- **EXCERPT**:
The "Geneva Convention Bill"[2] is intended to facilitate the withdrawal of reservations subject to which the Convention was ratified by Great Britain. These reservations, upon which I insisted at Geneva, somewhat to the surprise of my French and Russian colleagues, relate to Arts. 23, 27, and 28 of the Convention, one of the effects of which would have been to impose upon our Government an obligation to carry through, within five years, an Act of Parliament, making the employment of the Geneva emblem or name, except for military purposes, a criminal offence. Any one who knows something of the difficulties which beset legislation in this country, especially where commercial interests are involved, will see that the performance of such an undertaking might well have proved to be impossible. Though myself strongly in favour of placing, at the proper time and in an appropriate manner, legislative restrictions upon the general use of the emblem and name, I can hardly think the Bill now before Parliament to be well adapted for its purpose. The "Memorandum" prefixed to it ought surely to have stated, in plain language, the effect of the articles in question and the reasons which prevented them from being ratified together with the rest of the Convention. Instead of this, only one of those articles is cited, and few members of Parliament will be aware that an omitted paragraph of that article requires that the use of the emblem or name should be penalised by British law at the latest five years and six months from the date of the British ratification, which was deposited on April 16, 1907—i.e., not later than October 16, 1912. This requirement is not satisfied by the Bill, which, even if passed in the present Session, would preserve intact till 1915 the rights of proprietors of trade-marks, while somewhat harshly rendering forthwith illegal the user of the emblem or name by all other persons.
On the drafting of the "Second Peace Conference Conventions Bill," I will only remark that neither in the preamble nor elsewhere is any information vouchsafed as to the Conventions, out of thirteen drafted at The Hague, which are within the purview of the Bill. The reader is left to puzzle out for himself, supposing him to have the necessary materials at hand, that certain clauses of the Bill relate respectively to certain articles which must be looked for in the Conventions numbered I., V., X., XII., and XIII.
I am, Sir, your obedient servant, T. E. HOLLAND. The Athenaeum, July 7 (1911).
NOTES - 1: This Bill, originally introduced in the House of Commons on June 23 1910, to enable the Government to ratify Hague Convention No xii. of 1907 and the Declaration of London of 1909, was passed by that House on December 7, 1911, but rejected on the 12th of the same month, by 145 to 53 votes, in the House of Lords. Cf. infra, pp. 191-196. - 2: Cf. infra, p. 98. The Bill became an Act, 1 & 2 Geo. 5, c. 20.
Questions were put and objections raised, in the sense of my criticisms upon the drafting of the "Second Peace Conference (Conventions) Bill" of 1911, upon several occasions in the House of Commons, especially in August of that year, and on December 16 the Bill was finally withdrawn. On the re-introduction of the Bill in 1914, see the following letter.

- **DIRECTIVE 1**:
According to the letter, on what date was the British ratification of the Geneva Convention deposited?
- **DIRECTIVE 2**:
Quote the passage of the letter between "I am, Sir, your" and "the following letter.", inclusive.
The material that follows has no connection to the letter.

- **SUPPLIED INFORMATION**:

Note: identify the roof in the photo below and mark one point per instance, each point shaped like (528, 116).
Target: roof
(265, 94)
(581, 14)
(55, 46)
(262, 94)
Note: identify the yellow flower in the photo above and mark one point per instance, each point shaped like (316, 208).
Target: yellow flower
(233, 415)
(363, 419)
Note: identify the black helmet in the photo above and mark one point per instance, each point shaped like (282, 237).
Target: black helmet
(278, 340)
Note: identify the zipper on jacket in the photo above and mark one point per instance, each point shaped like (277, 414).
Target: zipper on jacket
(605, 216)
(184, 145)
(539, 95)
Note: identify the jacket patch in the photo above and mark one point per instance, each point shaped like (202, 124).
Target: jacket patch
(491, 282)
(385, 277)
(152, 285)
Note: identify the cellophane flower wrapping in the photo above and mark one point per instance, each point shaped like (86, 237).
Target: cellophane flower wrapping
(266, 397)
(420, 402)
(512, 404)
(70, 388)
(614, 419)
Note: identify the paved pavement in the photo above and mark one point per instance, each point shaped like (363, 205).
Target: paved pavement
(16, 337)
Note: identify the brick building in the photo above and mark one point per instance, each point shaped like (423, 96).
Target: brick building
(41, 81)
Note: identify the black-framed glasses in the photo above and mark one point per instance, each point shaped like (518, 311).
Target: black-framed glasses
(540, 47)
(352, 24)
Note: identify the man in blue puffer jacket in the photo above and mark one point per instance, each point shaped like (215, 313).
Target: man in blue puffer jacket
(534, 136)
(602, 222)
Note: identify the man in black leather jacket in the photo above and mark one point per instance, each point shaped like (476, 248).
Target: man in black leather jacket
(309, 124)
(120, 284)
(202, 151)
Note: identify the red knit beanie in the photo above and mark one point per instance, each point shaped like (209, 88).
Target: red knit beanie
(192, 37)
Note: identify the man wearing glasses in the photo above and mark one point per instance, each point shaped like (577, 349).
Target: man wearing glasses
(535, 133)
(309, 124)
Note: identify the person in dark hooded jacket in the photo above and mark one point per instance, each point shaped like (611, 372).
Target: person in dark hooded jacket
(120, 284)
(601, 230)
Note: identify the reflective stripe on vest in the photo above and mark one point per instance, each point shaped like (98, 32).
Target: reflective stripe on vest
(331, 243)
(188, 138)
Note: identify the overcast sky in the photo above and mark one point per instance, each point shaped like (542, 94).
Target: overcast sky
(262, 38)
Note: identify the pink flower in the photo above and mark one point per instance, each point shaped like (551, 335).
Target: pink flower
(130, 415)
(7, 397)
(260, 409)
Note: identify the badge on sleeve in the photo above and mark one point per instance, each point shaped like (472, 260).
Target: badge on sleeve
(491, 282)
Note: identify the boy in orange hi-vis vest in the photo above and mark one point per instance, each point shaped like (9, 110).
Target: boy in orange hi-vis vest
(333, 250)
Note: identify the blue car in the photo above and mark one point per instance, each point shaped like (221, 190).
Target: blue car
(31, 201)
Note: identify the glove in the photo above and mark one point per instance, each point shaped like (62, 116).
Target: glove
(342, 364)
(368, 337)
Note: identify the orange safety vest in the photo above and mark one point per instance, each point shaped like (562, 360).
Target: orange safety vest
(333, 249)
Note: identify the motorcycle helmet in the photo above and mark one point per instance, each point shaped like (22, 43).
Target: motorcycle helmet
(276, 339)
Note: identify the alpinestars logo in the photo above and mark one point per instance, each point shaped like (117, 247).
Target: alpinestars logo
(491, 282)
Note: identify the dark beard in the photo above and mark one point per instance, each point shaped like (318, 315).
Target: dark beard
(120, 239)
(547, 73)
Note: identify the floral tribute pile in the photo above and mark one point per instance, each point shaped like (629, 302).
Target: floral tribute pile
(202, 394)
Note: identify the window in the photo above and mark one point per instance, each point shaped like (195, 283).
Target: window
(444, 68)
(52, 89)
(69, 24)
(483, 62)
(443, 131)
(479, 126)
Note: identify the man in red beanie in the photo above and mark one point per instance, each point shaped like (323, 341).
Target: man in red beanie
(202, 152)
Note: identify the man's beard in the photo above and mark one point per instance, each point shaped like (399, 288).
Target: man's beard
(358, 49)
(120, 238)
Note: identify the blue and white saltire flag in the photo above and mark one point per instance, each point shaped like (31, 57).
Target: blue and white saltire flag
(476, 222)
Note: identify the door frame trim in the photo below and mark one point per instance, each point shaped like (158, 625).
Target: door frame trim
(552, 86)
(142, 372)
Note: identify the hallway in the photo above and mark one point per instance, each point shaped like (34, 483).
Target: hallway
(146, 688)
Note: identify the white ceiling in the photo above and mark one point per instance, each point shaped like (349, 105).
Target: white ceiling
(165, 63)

- **RESULT 1**:
April 16, 1907.

- **RESULT 2**:
I am, Sir, your obedient servant, T. E. HOLLAND. The Athenaeum, July 7 (1911).
NOTES - 1: This Bill, originally introduced in the House of Commons on June 23 1910, to enable the Government to ratify Hague Convention No xii. of 1907 and the Declaration of London of 1909, was passed by that House on December 7, 1911, but rejected on the 12th of the same month, by 145 to 53 votes, in the House of Lords. Cf. infra, pp. 191-196. - 2: Cf. infra, p. 98. The Bill became an Act, 1 & 2 Geo. 5, c. 20.
Questions were put and objections raised, in the sense of my criticisms upon the drafting of the "Second Peace Conference (Conventions) Bill" of 1911, upon several occasions in the House of Commons, especially in August of that year, and on December 16 the Bill was finally withdrawn. On the re-introduction of the Bill in 1914, see the following letter.